Extracted material section start

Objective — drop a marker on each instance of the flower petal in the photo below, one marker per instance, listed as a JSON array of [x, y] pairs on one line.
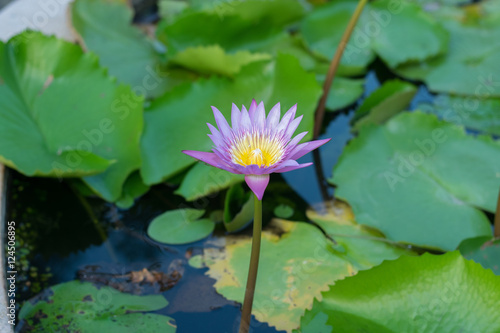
[[274, 117], [259, 120], [292, 167], [296, 140], [245, 122], [235, 117], [292, 127], [221, 123], [216, 136], [304, 148], [289, 115], [257, 184]]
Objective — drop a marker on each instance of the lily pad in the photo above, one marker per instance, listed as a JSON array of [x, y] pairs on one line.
[[61, 116], [203, 180], [180, 226], [420, 180], [472, 112], [392, 97], [238, 208], [483, 250], [214, 60], [165, 135], [105, 29], [432, 293], [133, 188], [344, 92], [397, 33], [288, 281], [81, 307], [245, 25], [467, 67]]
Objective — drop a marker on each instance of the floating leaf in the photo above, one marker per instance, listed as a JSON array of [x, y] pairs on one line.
[[392, 97], [238, 208], [431, 293], [62, 116], [288, 280], [283, 211], [180, 226], [420, 180], [397, 33], [214, 60], [234, 25], [169, 131], [475, 113], [467, 67], [322, 31], [483, 250], [82, 307], [344, 92], [405, 33], [105, 28], [203, 180]]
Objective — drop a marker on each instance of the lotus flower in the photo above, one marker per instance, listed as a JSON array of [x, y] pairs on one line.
[[256, 146]]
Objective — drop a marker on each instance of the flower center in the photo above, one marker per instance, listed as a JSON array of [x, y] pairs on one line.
[[256, 149]]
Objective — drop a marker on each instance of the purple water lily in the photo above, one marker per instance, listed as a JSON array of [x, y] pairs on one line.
[[256, 146]]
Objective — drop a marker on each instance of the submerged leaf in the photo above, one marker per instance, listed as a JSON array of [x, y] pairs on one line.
[[431, 293], [289, 280], [420, 180], [180, 226], [81, 307], [61, 116]]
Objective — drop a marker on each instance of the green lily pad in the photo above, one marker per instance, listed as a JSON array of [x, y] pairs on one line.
[[247, 25], [81, 307], [420, 180], [62, 116], [344, 92], [238, 208], [483, 250], [288, 281], [214, 60], [180, 226], [322, 31], [475, 113], [165, 135], [203, 180], [397, 33], [432, 293], [467, 67], [392, 97], [105, 28]]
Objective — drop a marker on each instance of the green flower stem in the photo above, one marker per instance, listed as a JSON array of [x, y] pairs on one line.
[[320, 111], [496, 231], [246, 312]]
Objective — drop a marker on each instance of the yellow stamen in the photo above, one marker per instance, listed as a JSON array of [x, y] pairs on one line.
[[256, 148]]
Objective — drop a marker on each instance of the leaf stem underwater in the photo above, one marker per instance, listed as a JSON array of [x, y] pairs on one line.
[[246, 312]]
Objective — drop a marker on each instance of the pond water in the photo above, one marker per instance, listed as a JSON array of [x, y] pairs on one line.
[[65, 236]]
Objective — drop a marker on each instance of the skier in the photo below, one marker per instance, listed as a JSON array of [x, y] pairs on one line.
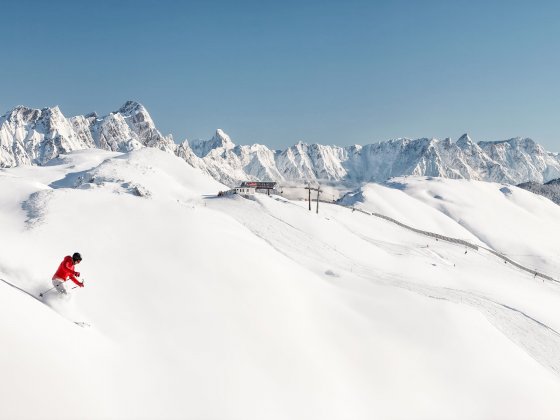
[[66, 271]]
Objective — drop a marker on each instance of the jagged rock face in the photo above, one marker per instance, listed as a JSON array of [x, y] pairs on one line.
[[550, 190], [32, 136]]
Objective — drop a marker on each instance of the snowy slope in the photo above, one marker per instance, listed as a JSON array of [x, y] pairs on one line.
[[231, 308]]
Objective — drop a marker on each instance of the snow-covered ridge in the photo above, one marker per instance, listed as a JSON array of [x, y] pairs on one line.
[[33, 136]]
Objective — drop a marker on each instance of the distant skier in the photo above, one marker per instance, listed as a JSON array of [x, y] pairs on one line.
[[66, 271]]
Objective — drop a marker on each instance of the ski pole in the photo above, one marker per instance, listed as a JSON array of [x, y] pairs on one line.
[[45, 292]]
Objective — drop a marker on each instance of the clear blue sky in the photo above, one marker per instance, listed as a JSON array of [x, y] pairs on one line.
[[276, 72]]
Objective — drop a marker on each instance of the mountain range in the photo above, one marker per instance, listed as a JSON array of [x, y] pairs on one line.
[[35, 136]]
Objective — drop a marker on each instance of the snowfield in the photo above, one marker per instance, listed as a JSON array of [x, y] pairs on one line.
[[227, 308]]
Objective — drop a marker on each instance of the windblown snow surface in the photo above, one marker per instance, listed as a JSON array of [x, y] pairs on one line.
[[227, 308]]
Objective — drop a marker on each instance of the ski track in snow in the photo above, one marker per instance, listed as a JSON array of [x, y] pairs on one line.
[[537, 339]]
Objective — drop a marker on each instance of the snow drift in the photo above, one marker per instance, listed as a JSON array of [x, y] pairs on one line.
[[205, 307]]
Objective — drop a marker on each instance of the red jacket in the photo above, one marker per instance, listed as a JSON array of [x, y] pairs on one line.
[[66, 269]]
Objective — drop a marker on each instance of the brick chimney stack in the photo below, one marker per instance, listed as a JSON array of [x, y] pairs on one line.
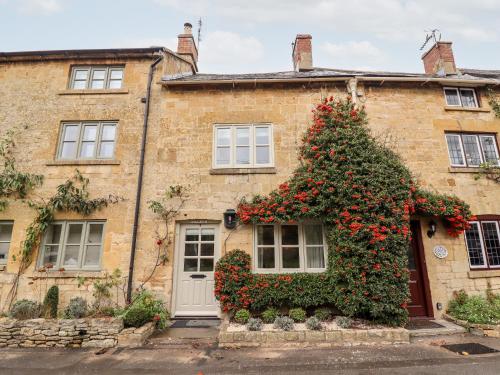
[[302, 53], [186, 45], [439, 59]]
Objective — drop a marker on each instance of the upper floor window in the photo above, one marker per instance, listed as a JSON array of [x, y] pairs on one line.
[[290, 248], [243, 146], [5, 237], [72, 245], [461, 97], [471, 150], [96, 77], [483, 243], [87, 140]]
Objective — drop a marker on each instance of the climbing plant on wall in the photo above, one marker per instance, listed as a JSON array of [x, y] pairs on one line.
[[364, 195]]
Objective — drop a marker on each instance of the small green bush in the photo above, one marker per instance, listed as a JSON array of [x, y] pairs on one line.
[[343, 321], [313, 323], [297, 314], [242, 316], [476, 309], [144, 308], [323, 313], [25, 309], [283, 322], [254, 324], [270, 314], [76, 309], [50, 302]]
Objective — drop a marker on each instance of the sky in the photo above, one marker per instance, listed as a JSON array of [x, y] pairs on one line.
[[244, 36]]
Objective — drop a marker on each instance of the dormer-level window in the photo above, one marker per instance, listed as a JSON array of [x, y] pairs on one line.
[[460, 97], [96, 77]]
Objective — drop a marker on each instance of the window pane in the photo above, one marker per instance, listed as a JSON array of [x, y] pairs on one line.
[[87, 149], [265, 235], [207, 265], [262, 155], [473, 240], [6, 232], [290, 234], [223, 136], [92, 255], [489, 149], [242, 136], [190, 265], [291, 257], [492, 243], [314, 234], [95, 233], [74, 233], [454, 149], [315, 257], [471, 148], [262, 136], [467, 97], [223, 155], [107, 149], [451, 97], [71, 255], [242, 155], [265, 257], [108, 132]]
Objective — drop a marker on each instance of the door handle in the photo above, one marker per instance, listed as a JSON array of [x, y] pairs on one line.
[[196, 276]]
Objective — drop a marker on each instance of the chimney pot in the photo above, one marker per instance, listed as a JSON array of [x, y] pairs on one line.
[[439, 59], [302, 53]]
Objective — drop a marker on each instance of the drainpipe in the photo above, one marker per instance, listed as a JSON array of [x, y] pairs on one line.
[[139, 178]]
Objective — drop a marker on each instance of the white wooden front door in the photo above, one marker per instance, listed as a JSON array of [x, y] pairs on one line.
[[198, 252]]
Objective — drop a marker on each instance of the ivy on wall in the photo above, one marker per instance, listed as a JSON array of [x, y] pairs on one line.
[[364, 195]]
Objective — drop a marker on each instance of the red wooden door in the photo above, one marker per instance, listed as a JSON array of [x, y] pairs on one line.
[[418, 306]]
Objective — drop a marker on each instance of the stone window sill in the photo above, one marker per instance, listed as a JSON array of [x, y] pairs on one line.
[[83, 162], [464, 109], [464, 169], [484, 273], [217, 171], [93, 92]]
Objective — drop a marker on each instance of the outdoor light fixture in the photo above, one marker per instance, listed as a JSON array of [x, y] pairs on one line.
[[230, 218], [432, 229]]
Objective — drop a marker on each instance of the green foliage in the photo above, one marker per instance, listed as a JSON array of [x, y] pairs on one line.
[[343, 321], [242, 316], [50, 302], [25, 309], [269, 315], [76, 309], [254, 324], [145, 308], [297, 314], [283, 322], [323, 313], [476, 309], [313, 323]]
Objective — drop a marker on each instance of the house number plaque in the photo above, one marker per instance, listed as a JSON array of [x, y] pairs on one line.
[[440, 252]]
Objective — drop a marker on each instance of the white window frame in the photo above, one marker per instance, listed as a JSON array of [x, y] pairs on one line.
[[83, 246], [98, 141], [459, 90], [90, 71], [10, 223], [462, 148], [252, 146], [278, 259]]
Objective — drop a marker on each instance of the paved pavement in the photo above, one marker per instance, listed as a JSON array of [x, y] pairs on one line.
[[201, 356]]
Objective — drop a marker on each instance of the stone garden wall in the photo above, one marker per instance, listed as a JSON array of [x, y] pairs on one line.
[[73, 333]]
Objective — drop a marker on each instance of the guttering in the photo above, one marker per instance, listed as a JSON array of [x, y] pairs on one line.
[[140, 178]]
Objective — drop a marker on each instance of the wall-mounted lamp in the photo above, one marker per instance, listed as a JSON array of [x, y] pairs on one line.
[[432, 229], [230, 218]]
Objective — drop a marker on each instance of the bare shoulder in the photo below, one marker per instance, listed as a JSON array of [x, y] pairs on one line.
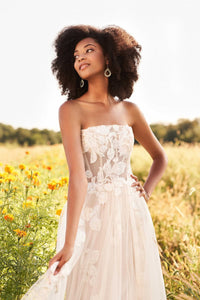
[[133, 112], [70, 125], [70, 112]]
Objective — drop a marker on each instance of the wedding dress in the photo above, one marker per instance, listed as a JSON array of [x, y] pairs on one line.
[[115, 254]]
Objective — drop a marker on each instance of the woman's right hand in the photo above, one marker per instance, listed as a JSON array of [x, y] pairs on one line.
[[62, 256]]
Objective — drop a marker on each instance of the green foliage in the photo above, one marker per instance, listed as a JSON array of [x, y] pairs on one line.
[[26, 137], [174, 207], [184, 131]]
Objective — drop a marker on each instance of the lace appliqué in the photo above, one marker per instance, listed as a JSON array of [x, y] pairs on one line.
[[88, 268]]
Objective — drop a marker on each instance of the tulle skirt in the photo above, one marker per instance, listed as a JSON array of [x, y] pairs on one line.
[[115, 254]]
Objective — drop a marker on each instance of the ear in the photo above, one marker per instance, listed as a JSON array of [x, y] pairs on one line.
[[106, 60]]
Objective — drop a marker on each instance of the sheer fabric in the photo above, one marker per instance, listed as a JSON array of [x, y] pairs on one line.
[[116, 254]]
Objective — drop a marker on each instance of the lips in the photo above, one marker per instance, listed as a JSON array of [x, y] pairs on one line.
[[83, 66]]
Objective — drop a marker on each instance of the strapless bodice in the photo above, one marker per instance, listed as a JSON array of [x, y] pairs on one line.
[[106, 151]]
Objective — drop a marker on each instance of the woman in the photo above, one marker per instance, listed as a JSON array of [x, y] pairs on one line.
[[106, 244]]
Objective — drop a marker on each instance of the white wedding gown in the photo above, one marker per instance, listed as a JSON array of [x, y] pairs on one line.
[[116, 254]]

Extracted material section end

**Your assignment**
From the line with "Objective — drop a marker on each instance of the lace" through the final line of the records, return each line exactly. Leave out the rest.

**Output for this task**
Objective — drop a marker on each instance of the lace appliqué in the photo above, one marker per instance, listed as a JSON array of [x, y] pairs on one line.
[[88, 268]]
Objective — drop a marker on each instance of the tulle skirt in the photo above, one marker per instance, listed as a JSON array of [x, y] pairs on one line.
[[115, 254]]
Objective — drop a marker on each instance of the ear in the photo above, one marker per instance, listed as a JSON array of [x, y] pairs on one line.
[[106, 60]]
Objective — drop a marker on each instance of the sheer fabric in the photo above, one marker per instance, listed as a JSON array of [x, y] pairs on one line.
[[116, 254]]
Objective — drop a marker on each instance of the lips in the photo above, one marker per instance, listed as a JSON array of [x, y] pairs on one line.
[[83, 66]]
Objective — drop a marker on each instance of the strapless bodice in the photo above, one marker per instance, listed as a JSON array of [x, y] pairs on one line.
[[106, 151]]
Objective — drop a marker on each instance of the woman in the photo above, one marker per instance, listed as a JSON array of [x, y] pairs on one line.
[[106, 244]]
Objective — drop a marker on each instance of the white wedding gown in the photo above, one marker per instance, listed as a JSON array of [x, y] pairs on one line.
[[116, 254]]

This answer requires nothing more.